AIM:
Please change every "Sample output" in the records below to "Example output", leaving everything else as it is.

RAW DATA:
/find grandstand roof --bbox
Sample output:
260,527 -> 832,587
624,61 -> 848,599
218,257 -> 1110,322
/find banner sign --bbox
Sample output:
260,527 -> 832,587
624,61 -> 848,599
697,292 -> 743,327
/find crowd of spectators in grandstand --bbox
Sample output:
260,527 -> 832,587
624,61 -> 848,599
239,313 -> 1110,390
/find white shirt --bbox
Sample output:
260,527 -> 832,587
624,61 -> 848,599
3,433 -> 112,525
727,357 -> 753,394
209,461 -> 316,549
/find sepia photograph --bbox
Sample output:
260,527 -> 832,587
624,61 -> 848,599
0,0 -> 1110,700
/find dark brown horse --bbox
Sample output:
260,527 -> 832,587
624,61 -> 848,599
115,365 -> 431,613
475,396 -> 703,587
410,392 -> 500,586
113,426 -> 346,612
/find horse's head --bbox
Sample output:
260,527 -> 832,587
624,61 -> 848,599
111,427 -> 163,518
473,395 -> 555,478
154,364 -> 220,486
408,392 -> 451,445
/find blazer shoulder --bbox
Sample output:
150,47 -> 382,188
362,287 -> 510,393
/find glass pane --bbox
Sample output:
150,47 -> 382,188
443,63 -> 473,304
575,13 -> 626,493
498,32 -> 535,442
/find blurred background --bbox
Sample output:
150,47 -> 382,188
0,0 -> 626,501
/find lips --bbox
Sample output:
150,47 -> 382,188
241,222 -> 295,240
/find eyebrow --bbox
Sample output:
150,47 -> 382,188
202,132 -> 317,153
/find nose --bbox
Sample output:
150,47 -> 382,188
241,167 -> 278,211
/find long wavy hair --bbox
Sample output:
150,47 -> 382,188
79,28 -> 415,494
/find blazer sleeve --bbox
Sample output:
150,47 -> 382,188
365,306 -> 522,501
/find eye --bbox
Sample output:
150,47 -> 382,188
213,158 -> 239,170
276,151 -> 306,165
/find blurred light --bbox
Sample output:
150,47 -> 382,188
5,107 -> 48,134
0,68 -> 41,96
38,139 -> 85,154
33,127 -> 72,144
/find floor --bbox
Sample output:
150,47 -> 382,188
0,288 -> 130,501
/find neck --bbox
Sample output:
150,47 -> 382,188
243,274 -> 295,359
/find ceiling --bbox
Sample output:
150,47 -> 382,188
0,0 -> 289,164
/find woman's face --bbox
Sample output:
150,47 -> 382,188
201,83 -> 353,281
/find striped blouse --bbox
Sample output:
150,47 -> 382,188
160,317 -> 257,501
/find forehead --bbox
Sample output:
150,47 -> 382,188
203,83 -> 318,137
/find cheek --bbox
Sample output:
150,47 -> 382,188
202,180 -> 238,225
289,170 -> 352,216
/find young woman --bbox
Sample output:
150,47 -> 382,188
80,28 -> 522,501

RESULT FOR THIS EXERCISE:
/find grandstand roof --bbox
Example output:
260,527 -> 832,587
624,61 -> 848,599
218,257 -> 1110,322
/find banner sign --bbox
Example output:
260,527 -> 832,587
624,61 -> 848,599
697,292 -> 743,327
/find crowd of spectators in grandstand --bbox
Example output:
260,527 -> 832,587
624,61 -> 848,599
239,313 -> 1110,390
/find white shirt --bbox
Example output:
260,527 -> 832,587
624,61 -> 848,599
3,433 -> 112,525
727,357 -> 753,394
209,461 -> 316,549
/find sepia photograph --bbox
Example output:
260,527 -> 832,587
624,61 -> 848,599
0,0 -> 1110,700
/find dark brown horse --bbox
Example output:
260,527 -> 832,587
624,61 -> 848,599
115,365 -> 431,613
475,396 -> 703,587
410,392 -> 500,586
113,426 -> 346,612
/find horse's head --bbox
Example output:
260,527 -> 832,587
624,61 -> 848,599
111,427 -> 163,518
473,395 -> 555,478
154,364 -> 220,486
408,392 -> 451,445
/find blazer shoulder --bbox
Example output:
150,47 -> 382,188
362,287 -> 510,393
/find glass pane --bbox
Example output:
150,47 -> 382,188
443,63 -> 473,304
575,13 -> 626,493
498,32 -> 535,442
/find blurred background --bbox
Example output:
150,47 -> 382,188
0,0 -> 626,501
/find lips --bbox
Example output:
150,47 -> 382,188
241,222 -> 295,240
/find eyebrow --bbox
Example output:
150,47 -> 382,188
202,132 -> 317,153
/find nose --bbox
Example output:
150,47 -> 382,188
241,167 -> 278,211
/find long wavy hair --bbox
Example output:
150,47 -> 382,188
79,28 -> 415,494
/find blazer sleeve --bbox
Example output:
150,47 -> 382,188
365,306 -> 522,501
/find eye --bbox
Example output:
150,47 -> 382,188
213,158 -> 239,170
276,151 -> 306,165
/find blurred light --bbox
Example output:
150,47 -> 382,188
5,107 -> 48,134
0,68 -> 41,96
38,139 -> 85,154
33,127 -> 72,144
/find floor --bbox
Example output:
150,47 -> 382,188
0,288 -> 130,501
/find neck --bbox
Example output:
150,47 -> 382,188
243,274 -> 295,359
/find ceiling --bbox
Example output:
150,47 -> 382,188
0,0 -> 289,164
/find woman's face --bbox
Example output:
150,47 -> 382,188
201,83 -> 353,281
/find striped blouse --bbox
Example output:
150,47 -> 382,188
160,317 -> 257,501
/find forehead --bbox
Example output:
150,47 -> 382,188
203,83 -> 318,137
/find cheek --bbox
Example output:
150,47 -> 382,188
202,180 -> 238,225
289,170 -> 352,216
/find young woman --bbox
Example output:
150,47 -> 382,188
80,28 -> 522,501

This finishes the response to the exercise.